* **THE REQUEST**
Render each line of the listing below as an item in a numbered list, leaving out any blank lines.
-- Begin TASK DATA --
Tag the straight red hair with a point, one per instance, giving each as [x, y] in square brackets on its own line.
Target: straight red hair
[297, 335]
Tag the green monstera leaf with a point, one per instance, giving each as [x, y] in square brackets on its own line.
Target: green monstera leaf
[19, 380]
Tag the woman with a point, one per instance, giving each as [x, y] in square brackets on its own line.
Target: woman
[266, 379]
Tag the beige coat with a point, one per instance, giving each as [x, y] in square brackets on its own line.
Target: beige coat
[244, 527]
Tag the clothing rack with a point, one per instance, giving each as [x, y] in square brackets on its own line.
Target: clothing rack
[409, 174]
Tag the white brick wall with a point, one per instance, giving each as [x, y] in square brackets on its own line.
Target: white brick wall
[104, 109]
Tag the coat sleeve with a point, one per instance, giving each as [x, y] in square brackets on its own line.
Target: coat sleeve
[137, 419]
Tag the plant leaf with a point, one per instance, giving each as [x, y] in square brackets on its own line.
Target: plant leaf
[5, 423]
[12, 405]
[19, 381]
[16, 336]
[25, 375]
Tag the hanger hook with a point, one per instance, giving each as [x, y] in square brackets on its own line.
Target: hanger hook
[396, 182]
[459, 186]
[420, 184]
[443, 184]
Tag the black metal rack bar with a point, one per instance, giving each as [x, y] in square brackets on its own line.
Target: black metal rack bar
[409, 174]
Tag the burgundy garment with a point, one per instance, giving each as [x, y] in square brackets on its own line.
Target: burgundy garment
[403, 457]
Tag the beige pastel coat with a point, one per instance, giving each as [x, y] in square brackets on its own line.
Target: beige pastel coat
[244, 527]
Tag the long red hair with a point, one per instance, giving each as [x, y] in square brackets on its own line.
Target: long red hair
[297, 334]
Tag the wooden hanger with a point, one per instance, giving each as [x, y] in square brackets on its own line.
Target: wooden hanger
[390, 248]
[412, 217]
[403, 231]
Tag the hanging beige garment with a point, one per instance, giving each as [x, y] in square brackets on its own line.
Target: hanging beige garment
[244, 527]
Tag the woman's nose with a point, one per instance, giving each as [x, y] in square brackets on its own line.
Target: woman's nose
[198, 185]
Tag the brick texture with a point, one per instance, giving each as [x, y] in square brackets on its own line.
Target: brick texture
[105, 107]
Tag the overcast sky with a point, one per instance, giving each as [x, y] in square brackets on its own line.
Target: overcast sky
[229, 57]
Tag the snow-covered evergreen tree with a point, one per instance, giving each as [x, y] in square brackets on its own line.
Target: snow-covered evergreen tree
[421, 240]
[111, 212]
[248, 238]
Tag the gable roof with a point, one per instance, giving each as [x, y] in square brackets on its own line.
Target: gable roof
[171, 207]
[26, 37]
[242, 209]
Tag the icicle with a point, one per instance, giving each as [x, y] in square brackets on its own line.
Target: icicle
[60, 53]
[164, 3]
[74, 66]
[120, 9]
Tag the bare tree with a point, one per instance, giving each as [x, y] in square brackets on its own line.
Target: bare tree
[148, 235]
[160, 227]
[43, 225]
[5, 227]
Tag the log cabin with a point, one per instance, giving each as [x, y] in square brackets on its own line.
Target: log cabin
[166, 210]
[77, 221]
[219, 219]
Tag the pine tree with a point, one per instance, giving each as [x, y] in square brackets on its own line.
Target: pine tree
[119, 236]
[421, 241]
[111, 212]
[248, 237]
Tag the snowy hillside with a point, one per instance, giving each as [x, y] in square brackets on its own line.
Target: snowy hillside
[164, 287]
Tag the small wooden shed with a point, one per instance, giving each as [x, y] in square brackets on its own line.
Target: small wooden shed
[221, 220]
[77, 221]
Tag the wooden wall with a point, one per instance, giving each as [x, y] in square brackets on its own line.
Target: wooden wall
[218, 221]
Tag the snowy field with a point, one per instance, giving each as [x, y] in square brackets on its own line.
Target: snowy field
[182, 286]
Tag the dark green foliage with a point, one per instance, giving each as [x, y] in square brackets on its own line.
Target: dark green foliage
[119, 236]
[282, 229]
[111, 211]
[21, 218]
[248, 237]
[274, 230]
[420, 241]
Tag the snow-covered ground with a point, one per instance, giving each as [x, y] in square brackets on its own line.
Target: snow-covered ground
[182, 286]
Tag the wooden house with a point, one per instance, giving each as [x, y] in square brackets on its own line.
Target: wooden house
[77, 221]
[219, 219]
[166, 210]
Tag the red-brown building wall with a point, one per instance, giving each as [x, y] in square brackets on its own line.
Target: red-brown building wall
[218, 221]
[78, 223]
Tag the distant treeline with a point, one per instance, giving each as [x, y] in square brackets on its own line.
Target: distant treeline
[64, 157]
-- End TASK DATA --
* **RESULT OF THIS TASK**
1. Tag the straight red hair with a point, one per instance, giving each as [x, y] in square brackets on its own line.
2. Target: straight red hair
3. [297, 335]
4. Tag the green monstera leaf with a point, one per instance, giving each as [x, y] in square brackets on its own line.
5. Target: green monstera leaf
6. [19, 380]
7. Tag the woman with a point, one per instance, giving each as [x, y] in square brackets on its own line.
8. Target: woman
9. [266, 379]
10. Tag the beige coat with a point, one per instance, giving each as [x, y] in square brackets on its own line.
11. Target: beige coat
12. [244, 527]
13. Tag the clothing rack with a point, one per instance, giving each as [x, y] in square brackets on its own line.
14. Target: clothing rack
15. [409, 174]
16. Tag the white brick wall with a point, one per instance, giving each as [x, y] in square brackets on its own line.
17. Target: white brick wall
18. [104, 109]
19. Tag the coat sleeve with a point, one per instance, giving each as [x, y] in square brackets on its own line.
20. Target: coat sleeve
21. [137, 419]
22. Tag the plant leaf with a point, one per instance, giving each as [x, y] in square brackets on its own line.
23. Target: plant leaf
24. [5, 423]
25. [12, 405]
26. [19, 381]
27. [16, 336]
28. [25, 375]
29. Tag the hanger hook with a point, one per instance, giving each as [x, y] in square brackets on its own line.
30. Target: hanger hook
31. [396, 182]
32. [459, 186]
33. [420, 184]
34. [443, 184]
35. Tag the black metal rack bar with a point, one per instance, giving each as [x, y] in square brackets on its own line.
36. Target: black metal rack bar
37. [409, 174]
38. Tag the burgundy garment with a point, one per instance, giving each as [x, y] in square brackets on its own line.
39. Target: burgundy garment
40. [403, 457]
41. Tag the beige pastel coat with a point, one per instance, giving each as [x, y] in square brackets on its own line.
42. Target: beige pastel coat
43. [244, 527]
44. Tag the long red hair with a point, one per instance, giving each as [x, y] in square brackets on its own line.
45. Target: long red hair
46. [297, 334]
47. Tag the wooden hanger with a point, one per instance, giving each as [x, y] in square brackets on its own line.
48. Target: wooden hanger
49. [390, 248]
50. [412, 217]
51. [403, 231]
52. Tag the hanging beige garment with a point, one per instance, giving each as [x, y] in square brackets on its own line.
53. Target: hanging beige garment
54. [244, 527]
55. Tag the woman's nose with a point, one per instance, giving each as [x, y] in square brackets on its own line.
56. Target: woman's nose
57. [198, 185]
58. Tag the brick texture with a point, one per instance, giving each as [x, y] in square brackets on its own line.
59. Target: brick texture
60. [105, 107]
61. Tag the overcast sky with a point, one per instance, giving each as [x, y] in square brackets on its own line.
62. Target: overcast sky
63. [229, 57]
64. Tag the snow-covered evergreen tree with a point, one per instance, giving each as [x, y] in square brackets on its own line.
65. Target: snow-covered evergreen tree
66. [421, 240]
67. [111, 212]
68. [248, 238]
69. Tag the gable roof with a point, one per instance, giving each as [x, y] in square brackets on its own line.
70. Target: gable roof
71. [171, 207]
72. [26, 37]
73. [242, 209]
74. Tag the icicle with a point, one per instance, giving each as [x, y] in square brackets on its own line.
75. Target: icicle
76. [60, 53]
77. [164, 3]
78. [74, 66]
79. [120, 9]
80. Tag the bare tree with a point, one per instance, giving each as [x, y] in square brackets on its own line.
81. Target: bare tree
82. [148, 235]
83. [160, 227]
84. [43, 225]
85. [5, 227]
86. Tag the log cabin with a point, one per instance, giving each as [x, y] in square brackets on its own line.
87. Target: log cabin
88. [166, 210]
89. [77, 221]
90. [219, 219]
91. Tag the pine tree with a point, one per instance, giving each as [x, y] in square brackets on its own line.
92. Target: pine tree
93. [119, 236]
94. [421, 241]
95. [111, 212]
96. [248, 237]
97. Tag the snowy hillside with a point, one per instance, giving each as [x, y] in square brackets on its own line.
98. Target: snowy hillside
99. [164, 287]
100. Tag the small wooden shed with a point, one per instance, giving each as [x, y] in square brackets on its own line.
101. Target: small wooden shed
102. [221, 220]
103. [77, 221]
104. Tag the wooden wall with a point, one per instance, giving each as [x, y] in square brackets on its own line.
105. Target: wooden wall
106. [218, 221]
107. Tag the snowy field with a point, one per instance, giving each as [x, y] in square brackets on its own line.
108. Target: snowy field
109. [182, 286]
110. Tag the dark green foliage with a point, one per instance, giving each as [x, y] in square brackets on its own line.
111. Target: dark green foliage
112. [119, 236]
113. [282, 229]
114. [111, 211]
115. [21, 218]
116. [248, 237]
117. [274, 230]
118. [420, 241]
119. Tag the snow-covered ground with a point, one per instance, giving each as [x, y] in square brackets on its own line.
120. Target: snow-covered ground
121. [182, 286]
122. Tag the wooden house with a point, one per instance, giving each as [x, y] in square brackets on its own line.
123. Target: wooden house
124. [77, 221]
125. [219, 219]
126. [166, 210]
127. Tag the red-brown building wall with a point, one per instance, giving each as [x, y] in square brackets on its own line.
128. Target: red-brown building wall
129. [218, 221]
130. [78, 223]
131. Tag the distant treeline with a point, one per instance, giving each as [x, y] in square brackets on its own line.
132. Target: distant treeline
133. [64, 157]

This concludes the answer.